_PROMPT_. Reproduce every one of the records below line for line, without changing anything.

_Records from a point-labeling set_.
_____

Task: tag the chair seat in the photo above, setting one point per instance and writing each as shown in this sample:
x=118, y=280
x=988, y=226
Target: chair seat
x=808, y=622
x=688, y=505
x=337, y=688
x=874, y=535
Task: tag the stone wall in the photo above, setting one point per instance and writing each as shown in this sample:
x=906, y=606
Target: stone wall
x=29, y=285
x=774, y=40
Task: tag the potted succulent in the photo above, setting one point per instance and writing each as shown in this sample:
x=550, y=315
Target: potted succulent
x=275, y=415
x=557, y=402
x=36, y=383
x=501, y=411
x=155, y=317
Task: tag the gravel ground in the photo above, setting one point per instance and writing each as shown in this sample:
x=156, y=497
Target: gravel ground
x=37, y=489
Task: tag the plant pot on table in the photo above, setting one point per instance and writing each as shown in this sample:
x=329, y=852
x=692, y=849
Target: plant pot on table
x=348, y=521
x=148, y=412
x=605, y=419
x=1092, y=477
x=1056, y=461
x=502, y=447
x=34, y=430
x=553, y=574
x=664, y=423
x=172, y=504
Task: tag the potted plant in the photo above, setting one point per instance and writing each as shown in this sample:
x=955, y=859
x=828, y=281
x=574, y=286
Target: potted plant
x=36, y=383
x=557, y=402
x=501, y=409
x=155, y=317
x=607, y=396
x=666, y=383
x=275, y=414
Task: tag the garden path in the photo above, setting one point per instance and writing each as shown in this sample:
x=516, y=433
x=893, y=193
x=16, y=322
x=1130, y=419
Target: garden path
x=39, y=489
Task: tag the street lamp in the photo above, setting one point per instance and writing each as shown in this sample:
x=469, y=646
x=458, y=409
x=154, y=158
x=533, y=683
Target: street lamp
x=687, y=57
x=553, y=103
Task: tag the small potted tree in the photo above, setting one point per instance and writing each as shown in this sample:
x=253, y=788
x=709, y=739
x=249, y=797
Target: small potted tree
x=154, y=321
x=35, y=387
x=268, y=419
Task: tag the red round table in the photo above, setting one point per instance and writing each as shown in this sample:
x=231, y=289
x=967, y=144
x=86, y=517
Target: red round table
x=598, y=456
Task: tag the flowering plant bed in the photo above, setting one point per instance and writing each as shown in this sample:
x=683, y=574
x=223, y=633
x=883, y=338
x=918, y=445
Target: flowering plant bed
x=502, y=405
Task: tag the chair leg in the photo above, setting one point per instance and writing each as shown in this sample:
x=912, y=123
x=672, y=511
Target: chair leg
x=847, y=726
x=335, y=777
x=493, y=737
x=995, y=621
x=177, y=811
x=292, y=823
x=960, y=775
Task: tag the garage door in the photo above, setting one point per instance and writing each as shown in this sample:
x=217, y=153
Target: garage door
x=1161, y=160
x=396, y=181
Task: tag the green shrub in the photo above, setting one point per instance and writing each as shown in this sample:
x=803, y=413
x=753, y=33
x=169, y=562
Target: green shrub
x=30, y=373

_____

_WRITTEN RESPONSE_.
Task: tag the chair seat in the photo above, setting one point per instance and writing each as shown in this sample:
x=118, y=280
x=988, y=226
Target: chair seat
x=808, y=622
x=688, y=505
x=337, y=688
x=874, y=535
Task: tag the stone wall in the photo above, setting one point per instance and writing each as shown in this sample:
x=906, y=606
Target: stone wall
x=29, y=285
x=774, y=40
Task: tag the potted succulent in the photo above, setting one point per instance and writing each as shown in this sample:
x=550, y=315
Target: potted succulent
x=275, y=415
x=557, y=402
x=36, y=383
x=501, y=411
x=155, y=317
Task: tag the gravel ground in the photo above, setting one point per instance and writing each as shown in this sample:
x=156, y=497
Target: gravel ground
x=37, y=489
Task: tag the plant pot on table in the photo above, setting one point per instance and writing each as shown in this sample:
x=329, y=852
x=692, y=849
Target: plant pot on table
x=348, y=521
x=148, y=412
x=605, y=419
x=1092, y=477
x=1056, y=461
x=502, y=447
x=34, y=430
x=553, y=574
x=664, y=423
x=172, y=504
Task: tag the potted plant in the photo above, setting one point per instance and writing each as shown in this sample:
x=955, y=859
x=828, y=281
x=574, y=286
Target: potted plant
x=36, y=383
x=557, y=402
x=501, y=409
x=155, y=317
x=607, y=396
x=666, y=383
x=275, y=414
Task: tag the garden path in the photo above, setting one point per instance and writing each as shown in this sample:
x=516, y=433
x=893, y=193
x=16, y=322
x=1130, y=419
Target: garden path
x=39, y=489
Task: tag the street lamp in the photo above, setting one point per instance and writing each as shown in this sample:
x=469, y=646
x=458, y=409
x=154, y=158
x=533, y=683
Target: street lamp
x=687, y=57
x=553, y=103
Task: tag the small potted tree in the photo above, setting one point per instance and writing each as shown in this sample:
x=253, y=788
x=709, y=739
x=249, y=797
Target: small potted tree
x=154, y=321
x=35, y=387
x=268, y=419
Task: tag the red round table in the photo above, setting one point per instance and writing each as shown in this sample:
x=231, y=289
x=967, y=144
x=86, y=517
Target: red round table
x=598, y=456
Task: tag the flowering plant bed in the photo above, setting one point per instance and writing each as shown in this sample:
x=683, y=574
x=223, y=633
x=883, y=338
x=918, y=445
Target: flowering plant bed
x=502, y=405
Task: tag the chair leg in the photo above, setting one point per instance and writing each as shown in this sample:
x=912, y=123
x=672, y=511
Target: chair leg
x=847, y=726
x=335, y=777
x=493, y=737
x=995, y=621
x=177, y=811
x=292, y=823
x=960, y=775
Task: tag the garage door in the photo above, setting one point per instance and writing each as shown in this sample:
x=217, y=153
Target: garage door
x=1161, y=160
x=396, y=181
Task: tag the green shrub in the photo above, setting one point per instance and writing each as shown in this sample:
x=803, y=413
x=753, y=33
x=169, y=562
Target: green shrub
x=30, y=373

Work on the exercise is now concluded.